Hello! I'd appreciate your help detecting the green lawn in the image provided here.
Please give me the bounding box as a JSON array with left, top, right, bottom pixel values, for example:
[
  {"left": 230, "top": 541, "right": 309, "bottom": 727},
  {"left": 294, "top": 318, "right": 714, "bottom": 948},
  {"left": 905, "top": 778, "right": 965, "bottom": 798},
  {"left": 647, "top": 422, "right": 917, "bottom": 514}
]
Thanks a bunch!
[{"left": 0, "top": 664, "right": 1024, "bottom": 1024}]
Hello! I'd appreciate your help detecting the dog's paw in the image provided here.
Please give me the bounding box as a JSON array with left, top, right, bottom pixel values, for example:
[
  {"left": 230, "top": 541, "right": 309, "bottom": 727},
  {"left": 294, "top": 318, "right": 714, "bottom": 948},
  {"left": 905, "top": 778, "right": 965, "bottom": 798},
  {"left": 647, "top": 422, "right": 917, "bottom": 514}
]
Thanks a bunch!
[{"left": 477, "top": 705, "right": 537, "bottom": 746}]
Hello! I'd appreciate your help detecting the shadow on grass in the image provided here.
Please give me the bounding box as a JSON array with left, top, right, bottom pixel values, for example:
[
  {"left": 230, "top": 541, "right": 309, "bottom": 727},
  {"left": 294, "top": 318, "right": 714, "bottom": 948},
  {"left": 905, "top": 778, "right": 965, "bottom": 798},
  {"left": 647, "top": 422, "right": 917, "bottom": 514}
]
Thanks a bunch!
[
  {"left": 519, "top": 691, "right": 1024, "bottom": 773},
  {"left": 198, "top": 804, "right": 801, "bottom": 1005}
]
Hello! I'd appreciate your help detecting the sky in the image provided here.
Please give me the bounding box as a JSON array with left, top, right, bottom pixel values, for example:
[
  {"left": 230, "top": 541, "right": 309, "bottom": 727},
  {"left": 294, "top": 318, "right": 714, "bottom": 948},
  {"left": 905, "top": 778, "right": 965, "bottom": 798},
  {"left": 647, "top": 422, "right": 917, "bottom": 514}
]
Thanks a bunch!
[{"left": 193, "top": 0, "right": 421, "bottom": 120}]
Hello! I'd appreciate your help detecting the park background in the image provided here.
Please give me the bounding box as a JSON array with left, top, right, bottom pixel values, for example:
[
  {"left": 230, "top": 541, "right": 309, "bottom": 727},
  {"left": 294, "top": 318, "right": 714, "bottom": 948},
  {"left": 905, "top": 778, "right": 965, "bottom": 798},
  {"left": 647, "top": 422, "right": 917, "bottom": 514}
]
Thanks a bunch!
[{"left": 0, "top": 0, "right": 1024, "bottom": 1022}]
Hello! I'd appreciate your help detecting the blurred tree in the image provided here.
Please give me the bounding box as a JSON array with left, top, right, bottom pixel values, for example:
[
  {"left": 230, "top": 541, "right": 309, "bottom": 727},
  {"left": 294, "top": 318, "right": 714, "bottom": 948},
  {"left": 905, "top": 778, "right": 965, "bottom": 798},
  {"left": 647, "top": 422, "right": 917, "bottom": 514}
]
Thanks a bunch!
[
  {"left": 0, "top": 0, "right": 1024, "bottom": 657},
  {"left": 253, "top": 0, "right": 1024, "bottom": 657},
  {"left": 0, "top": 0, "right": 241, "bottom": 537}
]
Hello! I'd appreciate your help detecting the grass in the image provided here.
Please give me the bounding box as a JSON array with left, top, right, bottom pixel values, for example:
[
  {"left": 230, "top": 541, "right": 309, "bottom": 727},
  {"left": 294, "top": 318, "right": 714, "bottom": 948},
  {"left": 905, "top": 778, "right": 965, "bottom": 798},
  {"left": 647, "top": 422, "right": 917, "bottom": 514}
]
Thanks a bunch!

══════════

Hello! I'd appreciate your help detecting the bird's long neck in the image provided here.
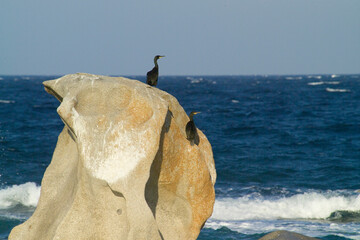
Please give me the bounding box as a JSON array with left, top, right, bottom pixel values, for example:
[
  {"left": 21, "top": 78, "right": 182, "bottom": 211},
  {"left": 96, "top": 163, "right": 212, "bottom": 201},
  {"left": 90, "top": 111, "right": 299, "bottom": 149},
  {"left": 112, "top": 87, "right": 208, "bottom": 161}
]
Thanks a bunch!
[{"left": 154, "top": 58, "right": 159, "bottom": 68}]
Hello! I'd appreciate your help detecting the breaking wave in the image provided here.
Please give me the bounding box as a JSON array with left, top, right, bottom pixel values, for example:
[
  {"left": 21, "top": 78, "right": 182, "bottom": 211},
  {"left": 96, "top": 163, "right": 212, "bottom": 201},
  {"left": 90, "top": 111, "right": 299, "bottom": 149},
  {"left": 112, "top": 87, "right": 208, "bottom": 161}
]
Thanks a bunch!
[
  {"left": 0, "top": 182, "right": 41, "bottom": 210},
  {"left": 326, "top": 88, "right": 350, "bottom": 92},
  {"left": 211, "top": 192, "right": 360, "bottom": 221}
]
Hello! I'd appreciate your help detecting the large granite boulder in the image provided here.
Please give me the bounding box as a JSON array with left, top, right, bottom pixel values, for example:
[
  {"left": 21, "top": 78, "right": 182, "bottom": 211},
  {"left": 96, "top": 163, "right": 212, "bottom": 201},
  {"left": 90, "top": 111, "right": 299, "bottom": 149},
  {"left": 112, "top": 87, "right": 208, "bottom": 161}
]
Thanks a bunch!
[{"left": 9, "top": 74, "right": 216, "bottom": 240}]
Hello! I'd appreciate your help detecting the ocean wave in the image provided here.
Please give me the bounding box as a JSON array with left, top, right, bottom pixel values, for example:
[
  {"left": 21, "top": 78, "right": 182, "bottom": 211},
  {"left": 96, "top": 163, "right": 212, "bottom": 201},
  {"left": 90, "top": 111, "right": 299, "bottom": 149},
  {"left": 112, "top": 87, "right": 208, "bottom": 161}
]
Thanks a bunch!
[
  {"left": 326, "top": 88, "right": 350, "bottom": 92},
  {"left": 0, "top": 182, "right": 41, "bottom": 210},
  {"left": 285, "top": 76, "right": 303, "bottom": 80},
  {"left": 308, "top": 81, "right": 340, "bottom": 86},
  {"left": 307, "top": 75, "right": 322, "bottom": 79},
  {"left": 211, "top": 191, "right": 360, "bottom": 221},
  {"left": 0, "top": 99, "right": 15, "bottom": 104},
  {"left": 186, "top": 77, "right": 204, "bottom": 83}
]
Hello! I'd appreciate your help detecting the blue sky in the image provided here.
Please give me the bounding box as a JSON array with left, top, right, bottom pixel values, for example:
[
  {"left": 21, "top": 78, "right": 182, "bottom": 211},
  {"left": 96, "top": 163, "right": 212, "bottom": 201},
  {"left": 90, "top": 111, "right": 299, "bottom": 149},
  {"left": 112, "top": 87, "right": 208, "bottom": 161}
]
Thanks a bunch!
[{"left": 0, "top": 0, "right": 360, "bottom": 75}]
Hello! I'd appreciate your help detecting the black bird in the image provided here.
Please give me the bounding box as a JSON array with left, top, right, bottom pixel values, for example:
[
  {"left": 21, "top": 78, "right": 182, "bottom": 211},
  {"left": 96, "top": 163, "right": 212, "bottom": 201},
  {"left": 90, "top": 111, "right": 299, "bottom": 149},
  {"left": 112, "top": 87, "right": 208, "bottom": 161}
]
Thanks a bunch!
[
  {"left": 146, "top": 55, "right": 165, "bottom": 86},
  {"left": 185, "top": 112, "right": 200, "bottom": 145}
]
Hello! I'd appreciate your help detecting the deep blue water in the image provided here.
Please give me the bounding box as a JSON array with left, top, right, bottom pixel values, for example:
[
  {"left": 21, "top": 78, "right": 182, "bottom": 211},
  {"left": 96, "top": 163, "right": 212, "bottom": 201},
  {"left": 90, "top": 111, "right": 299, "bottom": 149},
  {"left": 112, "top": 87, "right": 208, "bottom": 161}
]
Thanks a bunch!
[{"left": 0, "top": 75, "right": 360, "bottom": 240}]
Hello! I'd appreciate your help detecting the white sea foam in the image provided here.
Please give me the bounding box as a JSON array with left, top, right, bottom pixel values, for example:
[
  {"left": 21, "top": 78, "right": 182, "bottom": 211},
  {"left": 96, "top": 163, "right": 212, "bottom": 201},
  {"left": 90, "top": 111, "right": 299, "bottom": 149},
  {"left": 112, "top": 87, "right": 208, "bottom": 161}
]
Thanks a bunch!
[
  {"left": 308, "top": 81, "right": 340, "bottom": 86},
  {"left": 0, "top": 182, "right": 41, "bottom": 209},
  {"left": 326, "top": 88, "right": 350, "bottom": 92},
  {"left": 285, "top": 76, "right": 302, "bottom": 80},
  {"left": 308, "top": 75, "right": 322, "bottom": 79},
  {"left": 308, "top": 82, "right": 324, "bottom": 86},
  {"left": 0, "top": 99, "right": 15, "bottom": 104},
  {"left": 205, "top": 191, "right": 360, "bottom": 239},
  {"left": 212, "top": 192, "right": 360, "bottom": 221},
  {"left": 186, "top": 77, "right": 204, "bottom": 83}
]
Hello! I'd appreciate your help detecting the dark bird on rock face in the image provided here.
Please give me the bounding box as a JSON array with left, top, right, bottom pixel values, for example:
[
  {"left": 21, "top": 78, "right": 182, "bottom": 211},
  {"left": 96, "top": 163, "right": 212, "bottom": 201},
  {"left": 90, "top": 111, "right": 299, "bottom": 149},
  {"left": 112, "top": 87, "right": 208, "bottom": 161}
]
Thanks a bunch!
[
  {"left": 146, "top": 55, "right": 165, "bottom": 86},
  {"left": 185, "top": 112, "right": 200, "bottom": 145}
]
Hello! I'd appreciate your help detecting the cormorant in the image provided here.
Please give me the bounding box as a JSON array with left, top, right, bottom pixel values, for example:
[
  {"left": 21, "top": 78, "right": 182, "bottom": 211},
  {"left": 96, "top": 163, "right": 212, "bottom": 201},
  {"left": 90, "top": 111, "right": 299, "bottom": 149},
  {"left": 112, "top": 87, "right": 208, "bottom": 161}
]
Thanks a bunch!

══════════

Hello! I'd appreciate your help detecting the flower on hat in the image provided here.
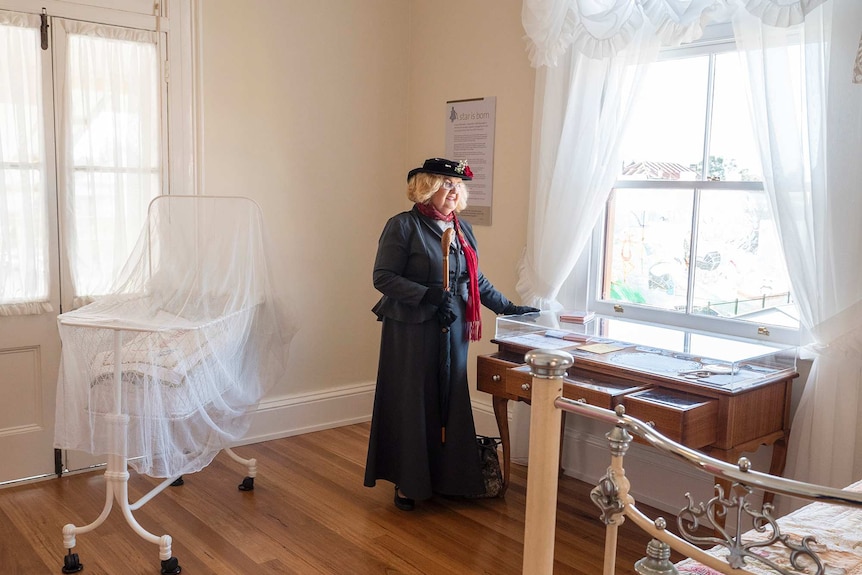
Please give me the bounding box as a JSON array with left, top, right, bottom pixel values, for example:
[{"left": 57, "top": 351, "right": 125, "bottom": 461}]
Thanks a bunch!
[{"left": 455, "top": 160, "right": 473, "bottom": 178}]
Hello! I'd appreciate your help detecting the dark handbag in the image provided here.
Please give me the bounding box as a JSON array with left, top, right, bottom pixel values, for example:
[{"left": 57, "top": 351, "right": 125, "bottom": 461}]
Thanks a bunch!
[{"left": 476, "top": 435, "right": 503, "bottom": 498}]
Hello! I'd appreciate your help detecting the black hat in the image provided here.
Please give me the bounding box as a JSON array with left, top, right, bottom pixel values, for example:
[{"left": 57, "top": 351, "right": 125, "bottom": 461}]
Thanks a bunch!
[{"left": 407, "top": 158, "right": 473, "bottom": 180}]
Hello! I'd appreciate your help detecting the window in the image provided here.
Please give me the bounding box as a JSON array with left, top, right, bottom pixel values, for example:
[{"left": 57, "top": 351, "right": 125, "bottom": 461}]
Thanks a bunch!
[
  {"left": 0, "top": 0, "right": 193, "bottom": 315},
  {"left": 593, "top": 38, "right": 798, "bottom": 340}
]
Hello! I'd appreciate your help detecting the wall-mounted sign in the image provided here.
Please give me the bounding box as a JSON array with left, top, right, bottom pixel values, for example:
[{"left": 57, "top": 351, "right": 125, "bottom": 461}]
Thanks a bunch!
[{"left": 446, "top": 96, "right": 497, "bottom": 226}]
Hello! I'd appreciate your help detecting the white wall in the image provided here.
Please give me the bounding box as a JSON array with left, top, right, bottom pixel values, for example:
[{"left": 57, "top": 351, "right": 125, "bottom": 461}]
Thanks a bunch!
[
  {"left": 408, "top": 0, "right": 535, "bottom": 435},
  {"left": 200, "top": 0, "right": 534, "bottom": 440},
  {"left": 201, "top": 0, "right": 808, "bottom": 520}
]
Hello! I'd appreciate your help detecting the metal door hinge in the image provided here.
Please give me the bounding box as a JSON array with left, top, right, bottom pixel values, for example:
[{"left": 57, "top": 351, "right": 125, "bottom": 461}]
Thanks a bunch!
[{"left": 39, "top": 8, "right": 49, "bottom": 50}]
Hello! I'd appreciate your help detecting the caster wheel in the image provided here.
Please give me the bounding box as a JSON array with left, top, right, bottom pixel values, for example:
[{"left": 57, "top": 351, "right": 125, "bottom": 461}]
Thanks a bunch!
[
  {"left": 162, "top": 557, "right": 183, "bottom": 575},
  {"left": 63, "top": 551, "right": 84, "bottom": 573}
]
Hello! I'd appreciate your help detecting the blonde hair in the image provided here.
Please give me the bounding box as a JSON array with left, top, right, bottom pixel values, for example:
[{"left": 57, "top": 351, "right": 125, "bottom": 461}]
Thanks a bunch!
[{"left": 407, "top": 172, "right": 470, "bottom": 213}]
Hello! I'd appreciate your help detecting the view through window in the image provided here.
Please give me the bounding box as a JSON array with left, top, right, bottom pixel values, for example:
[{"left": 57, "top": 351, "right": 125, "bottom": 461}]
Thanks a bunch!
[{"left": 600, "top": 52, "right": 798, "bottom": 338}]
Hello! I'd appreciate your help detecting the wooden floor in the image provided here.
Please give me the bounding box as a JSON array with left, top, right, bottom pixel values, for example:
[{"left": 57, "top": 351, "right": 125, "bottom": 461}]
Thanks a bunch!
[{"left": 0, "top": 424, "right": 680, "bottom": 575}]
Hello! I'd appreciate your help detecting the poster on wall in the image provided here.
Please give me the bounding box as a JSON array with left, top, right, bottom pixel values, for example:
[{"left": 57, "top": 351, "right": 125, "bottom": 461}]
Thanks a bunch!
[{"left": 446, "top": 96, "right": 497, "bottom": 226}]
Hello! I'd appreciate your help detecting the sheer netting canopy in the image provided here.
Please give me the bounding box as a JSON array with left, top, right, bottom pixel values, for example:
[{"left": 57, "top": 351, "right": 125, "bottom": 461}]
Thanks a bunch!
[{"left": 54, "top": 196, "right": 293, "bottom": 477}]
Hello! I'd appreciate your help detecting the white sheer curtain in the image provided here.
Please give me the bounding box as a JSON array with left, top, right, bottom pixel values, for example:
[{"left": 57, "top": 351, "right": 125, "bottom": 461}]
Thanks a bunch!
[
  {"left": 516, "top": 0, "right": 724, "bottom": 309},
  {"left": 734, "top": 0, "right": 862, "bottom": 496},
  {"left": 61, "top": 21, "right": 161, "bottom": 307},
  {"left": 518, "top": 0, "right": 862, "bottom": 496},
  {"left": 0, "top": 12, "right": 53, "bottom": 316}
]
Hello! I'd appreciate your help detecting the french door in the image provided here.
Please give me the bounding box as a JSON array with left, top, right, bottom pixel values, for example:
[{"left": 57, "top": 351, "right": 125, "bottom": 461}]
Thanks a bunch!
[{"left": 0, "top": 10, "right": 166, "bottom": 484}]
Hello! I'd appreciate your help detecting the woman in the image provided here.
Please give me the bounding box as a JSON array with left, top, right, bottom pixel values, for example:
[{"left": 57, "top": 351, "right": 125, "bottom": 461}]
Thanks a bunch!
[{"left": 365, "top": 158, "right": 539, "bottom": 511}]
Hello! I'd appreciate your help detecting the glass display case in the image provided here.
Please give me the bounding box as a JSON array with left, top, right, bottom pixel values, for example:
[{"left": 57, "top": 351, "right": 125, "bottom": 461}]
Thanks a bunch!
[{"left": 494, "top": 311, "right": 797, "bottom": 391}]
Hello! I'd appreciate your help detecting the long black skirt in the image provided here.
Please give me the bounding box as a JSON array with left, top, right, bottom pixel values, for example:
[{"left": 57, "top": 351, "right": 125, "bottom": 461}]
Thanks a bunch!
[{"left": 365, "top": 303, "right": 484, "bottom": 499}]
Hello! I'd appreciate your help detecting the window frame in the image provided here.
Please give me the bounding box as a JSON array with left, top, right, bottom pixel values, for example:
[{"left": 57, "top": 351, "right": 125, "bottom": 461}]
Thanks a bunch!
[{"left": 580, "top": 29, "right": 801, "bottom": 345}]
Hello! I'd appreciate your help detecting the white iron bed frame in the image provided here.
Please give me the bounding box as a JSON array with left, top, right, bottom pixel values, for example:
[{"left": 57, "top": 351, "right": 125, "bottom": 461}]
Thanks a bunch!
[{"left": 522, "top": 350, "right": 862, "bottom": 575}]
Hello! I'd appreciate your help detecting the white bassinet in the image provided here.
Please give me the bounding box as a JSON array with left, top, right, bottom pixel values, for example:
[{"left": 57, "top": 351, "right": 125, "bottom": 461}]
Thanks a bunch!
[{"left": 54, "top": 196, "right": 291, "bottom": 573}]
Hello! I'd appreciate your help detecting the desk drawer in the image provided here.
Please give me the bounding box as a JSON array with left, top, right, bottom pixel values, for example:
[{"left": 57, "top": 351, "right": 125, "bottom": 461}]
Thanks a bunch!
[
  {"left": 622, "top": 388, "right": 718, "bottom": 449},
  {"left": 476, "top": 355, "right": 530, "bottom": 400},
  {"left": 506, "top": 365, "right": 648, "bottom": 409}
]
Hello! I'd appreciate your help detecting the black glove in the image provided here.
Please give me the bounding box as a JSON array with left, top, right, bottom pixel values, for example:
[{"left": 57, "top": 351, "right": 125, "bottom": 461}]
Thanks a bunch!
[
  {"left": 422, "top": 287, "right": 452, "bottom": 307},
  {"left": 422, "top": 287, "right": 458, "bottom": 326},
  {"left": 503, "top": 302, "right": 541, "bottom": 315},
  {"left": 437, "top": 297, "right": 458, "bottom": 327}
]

══════════

- [Goal of the exercise]: Count the lines in the material above that contain the word "frame", treating uppercase and lowercase as different, and give only the number.

- [Response]: 2